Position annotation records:
— start —

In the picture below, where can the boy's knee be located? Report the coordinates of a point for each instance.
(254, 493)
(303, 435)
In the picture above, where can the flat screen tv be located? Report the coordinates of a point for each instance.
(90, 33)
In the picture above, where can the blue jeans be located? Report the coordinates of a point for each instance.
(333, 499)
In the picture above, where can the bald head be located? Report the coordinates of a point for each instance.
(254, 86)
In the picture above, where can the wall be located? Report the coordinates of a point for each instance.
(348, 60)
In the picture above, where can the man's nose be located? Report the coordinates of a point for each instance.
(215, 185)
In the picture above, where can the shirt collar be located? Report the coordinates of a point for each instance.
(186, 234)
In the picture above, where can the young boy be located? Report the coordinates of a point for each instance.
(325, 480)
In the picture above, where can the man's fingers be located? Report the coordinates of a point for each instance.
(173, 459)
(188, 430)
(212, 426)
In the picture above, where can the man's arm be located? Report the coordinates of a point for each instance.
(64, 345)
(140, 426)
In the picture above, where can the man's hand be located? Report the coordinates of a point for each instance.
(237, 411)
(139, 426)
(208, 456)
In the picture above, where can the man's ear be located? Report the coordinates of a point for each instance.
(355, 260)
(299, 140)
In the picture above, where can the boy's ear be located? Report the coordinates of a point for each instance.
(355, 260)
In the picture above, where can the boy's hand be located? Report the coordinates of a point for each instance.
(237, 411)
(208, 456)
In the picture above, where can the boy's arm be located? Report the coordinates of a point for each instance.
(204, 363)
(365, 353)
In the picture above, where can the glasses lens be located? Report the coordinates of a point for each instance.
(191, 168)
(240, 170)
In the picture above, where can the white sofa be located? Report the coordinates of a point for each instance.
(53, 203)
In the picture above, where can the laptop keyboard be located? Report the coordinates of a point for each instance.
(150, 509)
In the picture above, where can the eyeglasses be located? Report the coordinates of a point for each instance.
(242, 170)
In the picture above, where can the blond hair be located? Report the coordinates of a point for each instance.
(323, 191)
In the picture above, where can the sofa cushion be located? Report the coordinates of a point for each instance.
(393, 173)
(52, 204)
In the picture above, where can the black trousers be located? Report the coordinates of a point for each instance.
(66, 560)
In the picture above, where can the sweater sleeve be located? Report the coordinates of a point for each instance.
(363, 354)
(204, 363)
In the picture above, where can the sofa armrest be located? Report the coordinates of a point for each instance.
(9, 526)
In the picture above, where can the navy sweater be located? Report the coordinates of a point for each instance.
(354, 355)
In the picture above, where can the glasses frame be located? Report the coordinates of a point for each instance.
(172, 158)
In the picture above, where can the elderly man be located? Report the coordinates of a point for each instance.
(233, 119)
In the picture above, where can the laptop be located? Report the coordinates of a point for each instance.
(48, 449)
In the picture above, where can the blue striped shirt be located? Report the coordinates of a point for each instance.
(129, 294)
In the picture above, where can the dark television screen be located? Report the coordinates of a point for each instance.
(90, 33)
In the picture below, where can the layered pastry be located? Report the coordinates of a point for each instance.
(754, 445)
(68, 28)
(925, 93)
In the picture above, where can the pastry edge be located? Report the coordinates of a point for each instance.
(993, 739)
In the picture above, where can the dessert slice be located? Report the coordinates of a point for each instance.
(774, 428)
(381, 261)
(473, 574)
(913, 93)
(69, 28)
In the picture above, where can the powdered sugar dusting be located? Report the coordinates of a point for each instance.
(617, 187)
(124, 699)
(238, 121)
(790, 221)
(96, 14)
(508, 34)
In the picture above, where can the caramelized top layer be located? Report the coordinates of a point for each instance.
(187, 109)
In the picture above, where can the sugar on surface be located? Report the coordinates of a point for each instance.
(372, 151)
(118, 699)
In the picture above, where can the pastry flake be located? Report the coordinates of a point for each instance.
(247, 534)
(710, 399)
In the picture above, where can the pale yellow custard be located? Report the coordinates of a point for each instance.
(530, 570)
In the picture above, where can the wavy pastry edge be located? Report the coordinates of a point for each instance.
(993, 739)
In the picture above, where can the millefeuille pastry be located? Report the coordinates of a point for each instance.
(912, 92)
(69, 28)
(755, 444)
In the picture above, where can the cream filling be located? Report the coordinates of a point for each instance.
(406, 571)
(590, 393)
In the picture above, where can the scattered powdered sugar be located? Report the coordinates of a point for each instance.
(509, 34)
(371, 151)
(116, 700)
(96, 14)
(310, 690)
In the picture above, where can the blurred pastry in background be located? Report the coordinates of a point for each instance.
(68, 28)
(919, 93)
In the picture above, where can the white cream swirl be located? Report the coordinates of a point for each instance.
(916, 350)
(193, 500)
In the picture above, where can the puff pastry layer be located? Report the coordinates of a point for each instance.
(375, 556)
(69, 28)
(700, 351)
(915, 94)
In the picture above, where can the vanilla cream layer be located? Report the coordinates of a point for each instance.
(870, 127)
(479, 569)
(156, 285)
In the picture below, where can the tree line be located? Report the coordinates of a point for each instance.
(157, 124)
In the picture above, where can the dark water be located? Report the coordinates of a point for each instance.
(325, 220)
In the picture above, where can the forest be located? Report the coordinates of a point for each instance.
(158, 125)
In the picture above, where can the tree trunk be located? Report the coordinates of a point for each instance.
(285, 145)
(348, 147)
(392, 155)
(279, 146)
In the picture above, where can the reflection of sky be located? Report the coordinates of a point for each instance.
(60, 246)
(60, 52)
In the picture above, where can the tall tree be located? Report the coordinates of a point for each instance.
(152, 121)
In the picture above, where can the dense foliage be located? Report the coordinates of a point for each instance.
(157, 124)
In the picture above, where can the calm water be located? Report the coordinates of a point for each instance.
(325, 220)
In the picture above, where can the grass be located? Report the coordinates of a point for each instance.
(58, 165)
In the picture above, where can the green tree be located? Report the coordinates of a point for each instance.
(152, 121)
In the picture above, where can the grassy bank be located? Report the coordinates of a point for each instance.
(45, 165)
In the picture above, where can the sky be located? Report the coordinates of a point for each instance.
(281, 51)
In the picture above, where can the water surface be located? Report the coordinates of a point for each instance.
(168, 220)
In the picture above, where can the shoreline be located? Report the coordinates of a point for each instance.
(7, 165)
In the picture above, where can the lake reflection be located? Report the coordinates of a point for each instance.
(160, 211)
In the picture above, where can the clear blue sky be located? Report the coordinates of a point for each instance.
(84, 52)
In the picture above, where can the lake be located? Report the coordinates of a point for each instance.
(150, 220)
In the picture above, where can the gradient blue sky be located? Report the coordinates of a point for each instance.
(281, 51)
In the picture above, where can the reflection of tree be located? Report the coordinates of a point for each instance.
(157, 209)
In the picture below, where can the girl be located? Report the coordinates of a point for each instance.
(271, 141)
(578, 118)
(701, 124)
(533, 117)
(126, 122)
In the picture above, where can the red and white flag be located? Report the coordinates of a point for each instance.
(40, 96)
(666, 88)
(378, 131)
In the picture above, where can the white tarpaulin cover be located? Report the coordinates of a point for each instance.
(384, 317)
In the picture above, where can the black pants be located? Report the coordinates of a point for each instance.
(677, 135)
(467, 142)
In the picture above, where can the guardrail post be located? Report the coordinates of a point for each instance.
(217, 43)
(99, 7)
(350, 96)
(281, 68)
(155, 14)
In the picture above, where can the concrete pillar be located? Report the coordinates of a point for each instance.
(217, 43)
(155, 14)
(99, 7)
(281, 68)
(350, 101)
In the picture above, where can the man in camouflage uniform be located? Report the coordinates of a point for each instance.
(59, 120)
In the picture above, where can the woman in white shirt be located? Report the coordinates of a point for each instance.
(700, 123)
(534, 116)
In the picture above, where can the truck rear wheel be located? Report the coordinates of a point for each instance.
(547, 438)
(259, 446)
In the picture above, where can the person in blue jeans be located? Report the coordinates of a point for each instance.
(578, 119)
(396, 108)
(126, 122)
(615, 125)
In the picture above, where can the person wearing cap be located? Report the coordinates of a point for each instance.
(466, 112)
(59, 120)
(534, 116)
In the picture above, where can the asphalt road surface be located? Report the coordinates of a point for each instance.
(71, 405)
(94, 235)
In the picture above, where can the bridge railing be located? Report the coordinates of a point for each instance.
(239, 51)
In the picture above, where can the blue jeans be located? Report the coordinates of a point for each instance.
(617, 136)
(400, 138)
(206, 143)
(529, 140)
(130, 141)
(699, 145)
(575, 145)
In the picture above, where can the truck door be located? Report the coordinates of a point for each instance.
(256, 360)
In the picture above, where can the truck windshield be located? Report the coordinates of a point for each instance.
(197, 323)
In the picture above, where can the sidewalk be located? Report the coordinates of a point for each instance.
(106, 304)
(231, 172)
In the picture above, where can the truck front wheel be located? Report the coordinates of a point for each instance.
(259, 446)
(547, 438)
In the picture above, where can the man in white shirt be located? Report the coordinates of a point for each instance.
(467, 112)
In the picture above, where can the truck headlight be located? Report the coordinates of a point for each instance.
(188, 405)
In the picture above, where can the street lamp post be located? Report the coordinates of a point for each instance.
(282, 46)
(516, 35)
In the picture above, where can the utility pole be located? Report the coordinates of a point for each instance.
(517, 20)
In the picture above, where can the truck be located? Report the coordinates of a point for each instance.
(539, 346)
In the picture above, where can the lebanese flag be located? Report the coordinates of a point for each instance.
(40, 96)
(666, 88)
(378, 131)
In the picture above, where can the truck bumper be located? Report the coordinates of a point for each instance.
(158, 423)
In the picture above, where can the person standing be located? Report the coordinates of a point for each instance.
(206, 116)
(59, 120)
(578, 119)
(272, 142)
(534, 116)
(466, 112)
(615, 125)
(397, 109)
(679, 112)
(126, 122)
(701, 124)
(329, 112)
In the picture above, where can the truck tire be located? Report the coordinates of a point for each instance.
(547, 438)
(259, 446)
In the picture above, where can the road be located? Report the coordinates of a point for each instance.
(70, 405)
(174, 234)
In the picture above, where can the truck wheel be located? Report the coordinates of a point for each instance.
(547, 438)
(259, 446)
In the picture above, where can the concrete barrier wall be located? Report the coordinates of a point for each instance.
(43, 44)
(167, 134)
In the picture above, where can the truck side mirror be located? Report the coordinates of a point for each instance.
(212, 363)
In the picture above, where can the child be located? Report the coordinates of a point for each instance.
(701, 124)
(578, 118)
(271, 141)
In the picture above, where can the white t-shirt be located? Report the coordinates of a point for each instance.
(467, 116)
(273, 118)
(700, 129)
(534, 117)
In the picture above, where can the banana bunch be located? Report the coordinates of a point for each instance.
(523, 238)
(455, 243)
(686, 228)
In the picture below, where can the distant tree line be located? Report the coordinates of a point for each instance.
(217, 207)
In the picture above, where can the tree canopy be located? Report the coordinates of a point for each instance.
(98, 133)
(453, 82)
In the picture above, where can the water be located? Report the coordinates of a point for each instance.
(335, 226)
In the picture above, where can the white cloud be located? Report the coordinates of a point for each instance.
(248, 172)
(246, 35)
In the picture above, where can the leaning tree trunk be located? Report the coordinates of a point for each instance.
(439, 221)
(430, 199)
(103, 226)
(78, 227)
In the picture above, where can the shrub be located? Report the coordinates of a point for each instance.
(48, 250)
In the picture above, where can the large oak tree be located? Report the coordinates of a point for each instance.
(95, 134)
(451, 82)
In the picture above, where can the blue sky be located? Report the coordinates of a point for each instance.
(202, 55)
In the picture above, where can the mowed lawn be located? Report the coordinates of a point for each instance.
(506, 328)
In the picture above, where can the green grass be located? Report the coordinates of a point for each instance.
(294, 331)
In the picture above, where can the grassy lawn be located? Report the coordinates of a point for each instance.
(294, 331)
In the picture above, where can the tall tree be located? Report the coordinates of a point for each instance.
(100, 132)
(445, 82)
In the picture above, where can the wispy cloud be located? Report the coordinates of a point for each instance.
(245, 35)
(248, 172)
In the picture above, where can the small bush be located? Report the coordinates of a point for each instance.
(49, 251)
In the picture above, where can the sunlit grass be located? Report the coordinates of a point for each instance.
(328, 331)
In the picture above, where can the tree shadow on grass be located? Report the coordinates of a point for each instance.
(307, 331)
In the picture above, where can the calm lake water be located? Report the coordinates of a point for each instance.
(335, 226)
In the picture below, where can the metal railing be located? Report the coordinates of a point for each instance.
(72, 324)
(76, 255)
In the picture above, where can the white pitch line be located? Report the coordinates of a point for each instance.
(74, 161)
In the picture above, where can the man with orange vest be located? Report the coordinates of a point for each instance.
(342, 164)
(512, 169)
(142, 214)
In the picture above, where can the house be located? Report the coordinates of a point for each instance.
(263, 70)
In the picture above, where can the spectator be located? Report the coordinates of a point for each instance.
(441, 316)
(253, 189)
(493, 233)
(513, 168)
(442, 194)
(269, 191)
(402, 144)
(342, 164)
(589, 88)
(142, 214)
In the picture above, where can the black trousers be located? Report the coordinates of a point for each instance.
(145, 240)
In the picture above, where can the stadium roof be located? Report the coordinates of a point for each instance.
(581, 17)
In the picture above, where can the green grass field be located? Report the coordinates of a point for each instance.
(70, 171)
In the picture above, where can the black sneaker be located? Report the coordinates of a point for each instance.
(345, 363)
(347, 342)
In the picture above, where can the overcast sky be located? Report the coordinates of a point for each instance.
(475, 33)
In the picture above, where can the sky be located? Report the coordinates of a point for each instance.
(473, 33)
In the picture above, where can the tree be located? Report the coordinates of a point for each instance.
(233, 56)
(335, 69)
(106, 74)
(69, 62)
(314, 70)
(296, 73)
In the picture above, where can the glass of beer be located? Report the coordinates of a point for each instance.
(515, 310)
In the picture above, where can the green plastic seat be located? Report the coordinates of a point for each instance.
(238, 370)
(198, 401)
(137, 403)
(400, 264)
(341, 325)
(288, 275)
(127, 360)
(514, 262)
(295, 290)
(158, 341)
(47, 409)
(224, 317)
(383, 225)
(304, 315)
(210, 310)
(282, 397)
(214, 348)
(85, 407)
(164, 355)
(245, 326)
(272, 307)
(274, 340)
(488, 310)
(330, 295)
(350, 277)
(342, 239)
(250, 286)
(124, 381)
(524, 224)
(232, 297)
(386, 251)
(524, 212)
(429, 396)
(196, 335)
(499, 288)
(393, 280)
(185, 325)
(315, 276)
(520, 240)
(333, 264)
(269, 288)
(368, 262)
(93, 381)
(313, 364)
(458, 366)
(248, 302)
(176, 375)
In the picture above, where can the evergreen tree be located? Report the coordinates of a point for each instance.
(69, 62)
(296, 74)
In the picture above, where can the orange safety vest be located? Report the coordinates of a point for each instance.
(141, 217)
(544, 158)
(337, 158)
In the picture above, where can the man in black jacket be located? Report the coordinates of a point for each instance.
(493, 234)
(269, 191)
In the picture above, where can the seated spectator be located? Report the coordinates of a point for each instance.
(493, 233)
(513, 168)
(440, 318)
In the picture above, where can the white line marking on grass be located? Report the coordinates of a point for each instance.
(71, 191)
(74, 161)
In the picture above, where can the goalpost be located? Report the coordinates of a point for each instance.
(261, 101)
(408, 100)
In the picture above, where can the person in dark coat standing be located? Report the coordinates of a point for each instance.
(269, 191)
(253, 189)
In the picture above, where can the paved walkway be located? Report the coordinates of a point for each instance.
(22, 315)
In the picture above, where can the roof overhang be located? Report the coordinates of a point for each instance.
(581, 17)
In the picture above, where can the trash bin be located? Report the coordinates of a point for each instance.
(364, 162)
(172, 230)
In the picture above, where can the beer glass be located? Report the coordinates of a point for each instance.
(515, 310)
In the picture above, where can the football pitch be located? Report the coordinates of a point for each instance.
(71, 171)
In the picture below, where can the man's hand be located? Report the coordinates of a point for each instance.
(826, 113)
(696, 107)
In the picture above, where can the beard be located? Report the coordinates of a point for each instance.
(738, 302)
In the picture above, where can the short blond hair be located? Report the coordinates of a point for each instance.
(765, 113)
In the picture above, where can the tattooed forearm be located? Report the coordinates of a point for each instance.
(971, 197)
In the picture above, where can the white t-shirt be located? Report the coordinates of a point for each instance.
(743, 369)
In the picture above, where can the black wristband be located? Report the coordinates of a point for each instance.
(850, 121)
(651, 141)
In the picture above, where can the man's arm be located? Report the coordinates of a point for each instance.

— end —

• Exercise task: Repeat the line that contains "In the picture above, where can the white line", then every line after it until the records end, with nothing added.

• Expected output:
In the picture above, where can the white line marking on grass be located? Report the coordinates of a point for each instance.
(71, 191)
(74, 161)
In the picture above, where can the goalpost be located? Report the coordinates of a point for each instance.
(261, 101)
(408, 100)
In the picture above, where can the person in dark coat standing be located? Report the coordinates of a point for each instance.
(269, 191)
(253, 189)
In the picture above, where can the paved walkway be located? Report the coordinates of a point for each instance.
(22, 315)
In the picture above, where can the roof overhang be located? Report the coordinates of a point for each instance.
(581, 17)
In the picture above, where can the trash bin be located? Report the coordinates of a point for each instance.
(364, 162)
(172, 230)
In the picture above, where can the beer glass be located? Report the coordinates of a point for each instance.
(515, 310)
In the picture above, where can the football pitch be located? Report the coordinates of a point for each instance.
(71, 171)
In the picture below, where can the man's hand be located? Report the coordinates of a point for each instance.
(826, 113)
(696, 107)
In the picture above, where can the beard be located? Report the coordinates of a point for each instance.
(738, 302)
In the picture above, where can the short blond hair be located? Report the coordinates of a point for each instance.
(765, 113)
In the picture above, where can the tattooed forearm be located? Report the coordinates of a point for each instance.
(971, 197)
In the picture above, where can the white t-shirt be located? Report the coordinates of a point for each instance.
(743, 369)
In the picture above, where can the black wristband be located? Report the coordinates of a point for each instance.
(850, 121)
(651, 141)
In the picture above, where can the man's arm be located? Report the coordinates of a point for each instance.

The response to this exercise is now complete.